### Task objective
Below is a listing from which only part is wanted; return exactly the lines from the one with "Query: dark striped abdomen" up to and including the one with "butterfly hindwing, a".

(Beginning of Data for processing)

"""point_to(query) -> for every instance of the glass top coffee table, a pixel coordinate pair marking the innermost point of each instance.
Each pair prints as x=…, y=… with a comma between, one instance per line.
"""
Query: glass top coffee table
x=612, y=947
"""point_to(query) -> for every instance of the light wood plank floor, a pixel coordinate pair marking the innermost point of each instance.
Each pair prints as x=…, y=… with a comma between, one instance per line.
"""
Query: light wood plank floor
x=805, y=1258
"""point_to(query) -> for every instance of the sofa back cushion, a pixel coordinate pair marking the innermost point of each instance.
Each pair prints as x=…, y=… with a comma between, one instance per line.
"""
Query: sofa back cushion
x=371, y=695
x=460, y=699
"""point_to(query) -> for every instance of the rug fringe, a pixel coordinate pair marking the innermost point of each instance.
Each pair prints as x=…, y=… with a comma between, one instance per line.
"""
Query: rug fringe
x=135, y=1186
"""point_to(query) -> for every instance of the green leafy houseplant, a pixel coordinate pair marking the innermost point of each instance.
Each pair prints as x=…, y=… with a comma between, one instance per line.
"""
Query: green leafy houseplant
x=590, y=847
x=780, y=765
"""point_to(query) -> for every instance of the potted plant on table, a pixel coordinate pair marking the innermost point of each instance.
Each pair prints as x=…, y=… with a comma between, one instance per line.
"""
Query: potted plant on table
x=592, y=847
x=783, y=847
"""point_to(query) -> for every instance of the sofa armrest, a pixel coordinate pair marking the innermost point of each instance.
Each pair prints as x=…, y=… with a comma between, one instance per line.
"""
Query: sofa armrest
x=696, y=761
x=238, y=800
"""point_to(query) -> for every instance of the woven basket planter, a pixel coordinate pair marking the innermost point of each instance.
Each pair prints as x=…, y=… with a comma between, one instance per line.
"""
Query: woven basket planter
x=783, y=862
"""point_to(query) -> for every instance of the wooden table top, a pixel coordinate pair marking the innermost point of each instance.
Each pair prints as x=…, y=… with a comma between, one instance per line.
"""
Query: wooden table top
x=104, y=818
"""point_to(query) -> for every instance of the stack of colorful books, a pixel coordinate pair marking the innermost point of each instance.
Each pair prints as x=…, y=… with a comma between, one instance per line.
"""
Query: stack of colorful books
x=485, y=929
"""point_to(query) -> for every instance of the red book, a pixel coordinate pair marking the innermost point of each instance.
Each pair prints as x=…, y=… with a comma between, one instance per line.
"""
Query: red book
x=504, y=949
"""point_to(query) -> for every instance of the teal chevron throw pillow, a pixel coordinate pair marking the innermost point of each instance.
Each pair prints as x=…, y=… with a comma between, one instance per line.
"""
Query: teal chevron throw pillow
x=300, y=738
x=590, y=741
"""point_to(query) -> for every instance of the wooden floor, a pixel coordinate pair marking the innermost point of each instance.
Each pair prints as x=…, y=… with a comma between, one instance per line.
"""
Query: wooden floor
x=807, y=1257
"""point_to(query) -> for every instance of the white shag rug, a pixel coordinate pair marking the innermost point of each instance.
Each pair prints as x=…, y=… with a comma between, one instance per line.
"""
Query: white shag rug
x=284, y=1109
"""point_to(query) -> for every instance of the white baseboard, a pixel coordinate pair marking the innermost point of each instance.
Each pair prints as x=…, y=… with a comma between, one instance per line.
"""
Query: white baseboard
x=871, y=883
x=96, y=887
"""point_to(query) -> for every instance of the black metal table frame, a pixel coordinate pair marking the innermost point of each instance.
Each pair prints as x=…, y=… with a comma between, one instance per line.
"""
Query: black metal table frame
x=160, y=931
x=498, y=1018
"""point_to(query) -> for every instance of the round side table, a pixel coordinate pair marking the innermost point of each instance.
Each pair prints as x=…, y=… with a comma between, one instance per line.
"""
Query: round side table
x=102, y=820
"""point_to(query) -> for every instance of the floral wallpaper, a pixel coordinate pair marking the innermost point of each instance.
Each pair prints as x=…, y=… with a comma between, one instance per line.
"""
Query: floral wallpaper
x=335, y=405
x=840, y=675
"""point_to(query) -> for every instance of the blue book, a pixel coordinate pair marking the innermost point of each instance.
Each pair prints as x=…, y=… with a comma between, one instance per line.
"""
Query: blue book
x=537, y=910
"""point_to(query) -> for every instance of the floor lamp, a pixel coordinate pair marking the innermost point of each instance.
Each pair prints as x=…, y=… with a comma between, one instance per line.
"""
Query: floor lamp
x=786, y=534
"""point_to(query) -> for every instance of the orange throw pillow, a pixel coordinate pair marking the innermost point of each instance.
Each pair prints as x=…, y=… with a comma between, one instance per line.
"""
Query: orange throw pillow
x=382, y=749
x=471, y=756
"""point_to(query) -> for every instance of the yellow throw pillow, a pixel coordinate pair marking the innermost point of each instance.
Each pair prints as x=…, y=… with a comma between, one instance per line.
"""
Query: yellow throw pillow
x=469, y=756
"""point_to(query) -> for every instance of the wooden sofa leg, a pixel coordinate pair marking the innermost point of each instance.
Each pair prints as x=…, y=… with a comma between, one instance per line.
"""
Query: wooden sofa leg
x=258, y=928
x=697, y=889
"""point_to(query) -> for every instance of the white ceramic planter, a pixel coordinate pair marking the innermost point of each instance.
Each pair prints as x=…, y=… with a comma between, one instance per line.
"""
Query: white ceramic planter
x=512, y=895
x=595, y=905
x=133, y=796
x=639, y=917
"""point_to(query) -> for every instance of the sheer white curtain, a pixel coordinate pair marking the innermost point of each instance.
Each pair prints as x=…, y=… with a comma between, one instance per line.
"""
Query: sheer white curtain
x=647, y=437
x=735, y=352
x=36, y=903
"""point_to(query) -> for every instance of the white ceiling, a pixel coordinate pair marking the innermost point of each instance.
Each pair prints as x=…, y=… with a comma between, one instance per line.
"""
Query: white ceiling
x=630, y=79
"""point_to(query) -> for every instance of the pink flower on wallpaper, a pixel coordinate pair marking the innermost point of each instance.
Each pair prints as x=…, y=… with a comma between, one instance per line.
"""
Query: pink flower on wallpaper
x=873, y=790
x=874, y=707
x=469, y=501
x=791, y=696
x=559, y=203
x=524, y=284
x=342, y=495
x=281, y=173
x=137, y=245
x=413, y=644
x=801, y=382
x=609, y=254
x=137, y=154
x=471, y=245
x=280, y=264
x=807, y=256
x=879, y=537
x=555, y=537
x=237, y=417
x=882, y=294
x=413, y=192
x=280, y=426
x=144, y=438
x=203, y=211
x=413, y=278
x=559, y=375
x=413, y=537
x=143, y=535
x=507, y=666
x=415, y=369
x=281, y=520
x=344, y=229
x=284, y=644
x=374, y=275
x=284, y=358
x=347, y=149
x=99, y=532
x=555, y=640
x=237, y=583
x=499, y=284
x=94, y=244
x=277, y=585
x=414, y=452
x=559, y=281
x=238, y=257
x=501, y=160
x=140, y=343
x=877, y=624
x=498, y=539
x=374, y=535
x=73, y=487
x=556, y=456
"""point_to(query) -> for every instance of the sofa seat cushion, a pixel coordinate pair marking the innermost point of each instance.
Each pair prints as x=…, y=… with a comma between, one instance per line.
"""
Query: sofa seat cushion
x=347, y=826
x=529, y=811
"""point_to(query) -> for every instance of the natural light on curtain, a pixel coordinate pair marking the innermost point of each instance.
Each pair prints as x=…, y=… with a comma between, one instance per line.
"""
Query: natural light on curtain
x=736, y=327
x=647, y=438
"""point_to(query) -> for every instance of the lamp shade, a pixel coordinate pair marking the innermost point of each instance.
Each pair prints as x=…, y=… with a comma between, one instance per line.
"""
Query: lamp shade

(End of Data for processing)
(Beginning of Data for processing)

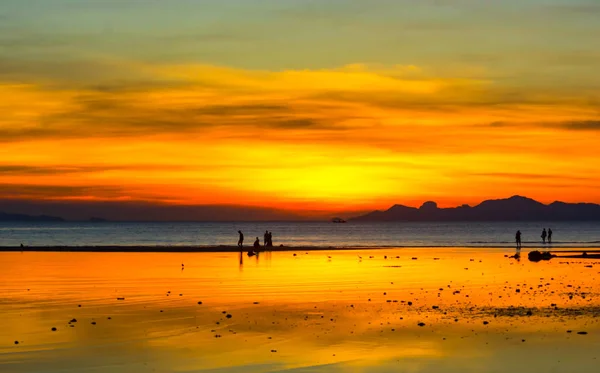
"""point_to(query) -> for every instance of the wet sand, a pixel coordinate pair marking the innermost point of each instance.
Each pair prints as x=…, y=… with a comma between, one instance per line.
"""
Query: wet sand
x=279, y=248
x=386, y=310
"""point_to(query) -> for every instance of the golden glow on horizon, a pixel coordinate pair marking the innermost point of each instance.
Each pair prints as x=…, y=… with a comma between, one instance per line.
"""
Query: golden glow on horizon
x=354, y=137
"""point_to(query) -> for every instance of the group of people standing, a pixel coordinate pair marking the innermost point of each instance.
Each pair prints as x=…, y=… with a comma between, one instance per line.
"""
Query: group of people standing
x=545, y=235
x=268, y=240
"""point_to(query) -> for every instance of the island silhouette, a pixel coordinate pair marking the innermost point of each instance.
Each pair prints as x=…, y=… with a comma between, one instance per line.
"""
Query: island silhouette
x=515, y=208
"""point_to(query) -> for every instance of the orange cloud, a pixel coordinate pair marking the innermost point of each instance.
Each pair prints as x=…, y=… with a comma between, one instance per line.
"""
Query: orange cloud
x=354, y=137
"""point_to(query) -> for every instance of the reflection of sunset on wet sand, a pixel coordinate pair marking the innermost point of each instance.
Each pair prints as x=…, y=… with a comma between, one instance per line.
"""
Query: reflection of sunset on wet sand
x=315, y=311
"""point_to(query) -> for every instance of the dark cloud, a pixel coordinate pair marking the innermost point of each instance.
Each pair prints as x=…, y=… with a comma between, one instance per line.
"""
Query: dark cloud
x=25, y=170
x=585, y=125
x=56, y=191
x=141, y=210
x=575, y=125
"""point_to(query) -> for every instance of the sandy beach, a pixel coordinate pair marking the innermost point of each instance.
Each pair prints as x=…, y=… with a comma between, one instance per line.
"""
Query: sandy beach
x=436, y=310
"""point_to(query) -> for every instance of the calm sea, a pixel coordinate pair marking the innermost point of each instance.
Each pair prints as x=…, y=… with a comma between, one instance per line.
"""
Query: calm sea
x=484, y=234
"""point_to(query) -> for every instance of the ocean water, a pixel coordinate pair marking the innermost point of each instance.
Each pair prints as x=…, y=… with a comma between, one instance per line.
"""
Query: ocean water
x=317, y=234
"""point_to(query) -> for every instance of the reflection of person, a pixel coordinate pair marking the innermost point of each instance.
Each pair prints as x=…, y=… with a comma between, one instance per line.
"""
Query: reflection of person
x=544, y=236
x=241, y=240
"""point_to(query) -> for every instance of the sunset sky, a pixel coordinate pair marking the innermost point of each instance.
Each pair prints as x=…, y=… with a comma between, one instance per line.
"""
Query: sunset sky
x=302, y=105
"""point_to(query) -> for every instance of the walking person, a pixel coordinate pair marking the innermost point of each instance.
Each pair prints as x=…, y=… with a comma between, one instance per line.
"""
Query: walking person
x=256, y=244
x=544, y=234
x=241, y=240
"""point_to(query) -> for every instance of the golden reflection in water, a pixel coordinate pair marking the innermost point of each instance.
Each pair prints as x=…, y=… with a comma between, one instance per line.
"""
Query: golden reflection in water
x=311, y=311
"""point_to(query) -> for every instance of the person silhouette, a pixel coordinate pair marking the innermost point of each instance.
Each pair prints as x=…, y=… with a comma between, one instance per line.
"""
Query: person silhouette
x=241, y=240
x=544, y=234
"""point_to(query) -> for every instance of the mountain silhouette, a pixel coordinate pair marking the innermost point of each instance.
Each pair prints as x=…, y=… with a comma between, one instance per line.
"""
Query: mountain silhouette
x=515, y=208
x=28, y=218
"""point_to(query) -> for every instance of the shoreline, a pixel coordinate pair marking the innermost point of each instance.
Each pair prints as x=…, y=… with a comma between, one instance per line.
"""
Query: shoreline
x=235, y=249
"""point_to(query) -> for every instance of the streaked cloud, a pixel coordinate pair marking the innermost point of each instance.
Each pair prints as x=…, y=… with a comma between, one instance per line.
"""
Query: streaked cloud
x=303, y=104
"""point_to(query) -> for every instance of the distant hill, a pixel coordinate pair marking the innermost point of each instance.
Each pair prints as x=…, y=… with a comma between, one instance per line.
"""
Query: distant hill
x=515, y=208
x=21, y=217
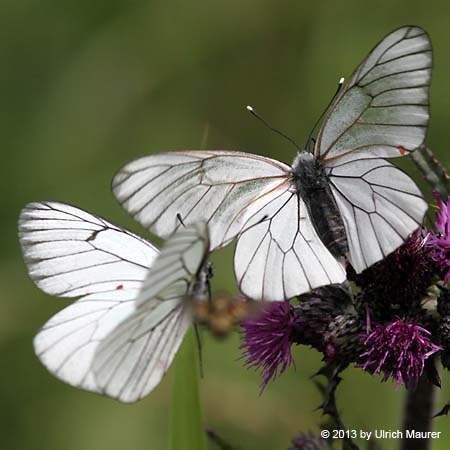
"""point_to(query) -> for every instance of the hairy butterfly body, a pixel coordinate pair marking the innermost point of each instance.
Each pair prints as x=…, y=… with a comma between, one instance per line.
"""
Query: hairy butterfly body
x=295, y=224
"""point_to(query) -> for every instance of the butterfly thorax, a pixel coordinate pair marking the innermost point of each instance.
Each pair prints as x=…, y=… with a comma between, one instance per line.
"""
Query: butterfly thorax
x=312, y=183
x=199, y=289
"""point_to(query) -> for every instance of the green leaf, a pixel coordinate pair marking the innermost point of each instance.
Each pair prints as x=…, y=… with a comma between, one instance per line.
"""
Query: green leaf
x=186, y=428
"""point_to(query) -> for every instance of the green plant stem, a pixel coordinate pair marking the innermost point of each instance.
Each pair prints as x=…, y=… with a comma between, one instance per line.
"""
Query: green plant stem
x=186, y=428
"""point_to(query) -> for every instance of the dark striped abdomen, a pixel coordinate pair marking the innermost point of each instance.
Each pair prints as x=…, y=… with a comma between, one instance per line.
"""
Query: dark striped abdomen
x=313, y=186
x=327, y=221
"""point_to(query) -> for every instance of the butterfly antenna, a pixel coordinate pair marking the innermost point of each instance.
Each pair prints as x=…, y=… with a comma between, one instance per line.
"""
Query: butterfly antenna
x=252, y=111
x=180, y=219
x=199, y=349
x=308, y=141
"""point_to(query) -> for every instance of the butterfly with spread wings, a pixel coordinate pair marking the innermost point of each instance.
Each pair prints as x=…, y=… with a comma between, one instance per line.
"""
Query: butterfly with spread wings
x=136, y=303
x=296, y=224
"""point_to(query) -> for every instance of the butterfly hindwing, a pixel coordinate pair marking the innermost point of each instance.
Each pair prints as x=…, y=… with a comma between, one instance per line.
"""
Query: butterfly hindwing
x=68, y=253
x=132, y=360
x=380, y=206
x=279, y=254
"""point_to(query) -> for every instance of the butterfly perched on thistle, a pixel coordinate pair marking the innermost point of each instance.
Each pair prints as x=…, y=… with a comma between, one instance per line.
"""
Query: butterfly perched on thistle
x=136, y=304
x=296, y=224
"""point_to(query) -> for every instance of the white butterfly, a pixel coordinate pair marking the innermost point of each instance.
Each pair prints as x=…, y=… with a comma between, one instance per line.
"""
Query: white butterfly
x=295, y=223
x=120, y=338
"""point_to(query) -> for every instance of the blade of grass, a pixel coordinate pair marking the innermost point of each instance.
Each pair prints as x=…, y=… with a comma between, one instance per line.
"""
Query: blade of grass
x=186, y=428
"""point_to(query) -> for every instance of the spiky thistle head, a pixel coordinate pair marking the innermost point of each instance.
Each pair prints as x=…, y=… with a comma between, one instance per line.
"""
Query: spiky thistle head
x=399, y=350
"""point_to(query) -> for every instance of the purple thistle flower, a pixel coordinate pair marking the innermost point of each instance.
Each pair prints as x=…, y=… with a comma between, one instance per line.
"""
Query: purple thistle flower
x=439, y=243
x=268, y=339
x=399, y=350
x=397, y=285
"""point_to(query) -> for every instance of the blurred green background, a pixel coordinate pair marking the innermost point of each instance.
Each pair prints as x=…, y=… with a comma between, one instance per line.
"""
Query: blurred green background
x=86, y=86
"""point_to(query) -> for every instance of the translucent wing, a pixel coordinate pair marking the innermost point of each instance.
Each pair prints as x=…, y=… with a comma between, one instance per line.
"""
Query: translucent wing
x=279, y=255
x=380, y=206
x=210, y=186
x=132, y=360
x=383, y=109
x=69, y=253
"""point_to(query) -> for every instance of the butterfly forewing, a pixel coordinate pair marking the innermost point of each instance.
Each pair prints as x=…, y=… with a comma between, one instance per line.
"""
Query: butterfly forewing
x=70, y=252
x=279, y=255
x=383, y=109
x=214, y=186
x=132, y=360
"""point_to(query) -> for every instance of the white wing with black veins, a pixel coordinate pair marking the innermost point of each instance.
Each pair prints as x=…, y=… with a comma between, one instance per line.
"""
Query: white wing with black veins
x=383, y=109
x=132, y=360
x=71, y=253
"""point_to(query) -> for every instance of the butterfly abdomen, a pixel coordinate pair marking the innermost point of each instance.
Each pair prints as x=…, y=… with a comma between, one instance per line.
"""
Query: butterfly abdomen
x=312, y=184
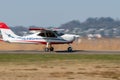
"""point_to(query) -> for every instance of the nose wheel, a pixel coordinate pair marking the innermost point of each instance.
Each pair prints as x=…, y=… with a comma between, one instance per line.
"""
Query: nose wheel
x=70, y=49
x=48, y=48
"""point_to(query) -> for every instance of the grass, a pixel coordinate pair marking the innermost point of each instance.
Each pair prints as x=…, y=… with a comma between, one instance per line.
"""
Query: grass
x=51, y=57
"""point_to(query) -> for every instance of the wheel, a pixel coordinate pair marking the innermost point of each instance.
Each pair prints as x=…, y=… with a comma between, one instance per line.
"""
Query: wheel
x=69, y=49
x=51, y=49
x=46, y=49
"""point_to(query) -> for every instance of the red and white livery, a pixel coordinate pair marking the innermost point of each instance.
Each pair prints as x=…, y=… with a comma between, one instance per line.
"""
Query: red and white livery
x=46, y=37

(End of Data for processing)

### Answer section
Query: dark striped abdomen
x=313, y=186
x=327, y=221
"""point_to(query) -> for every instance of the butterfly antenna, a pixel coordinate pair marking the innermost point of each instance.
Each pair prints as x=…, y=… with a comma between, one instance per line.
"""
Query: butterfly antenna
x=252, y=111
x=180, y=219
x=199, y=349
x=308, y=141
"""point_to(query) -> for every instance of the butterfly with spread wings, a pixel coordinate pair marking the innermost point of each instance.
Each pair prints as x=…, y=… with a comma between, one instance per line.
"""
Query: butterfly with spread wings
x=136, y=303
x=296, y=224
"""point_to(query) -> for every instance of the butterfly hindwing, a pixel coordinate pair marking the innermost point of each instance.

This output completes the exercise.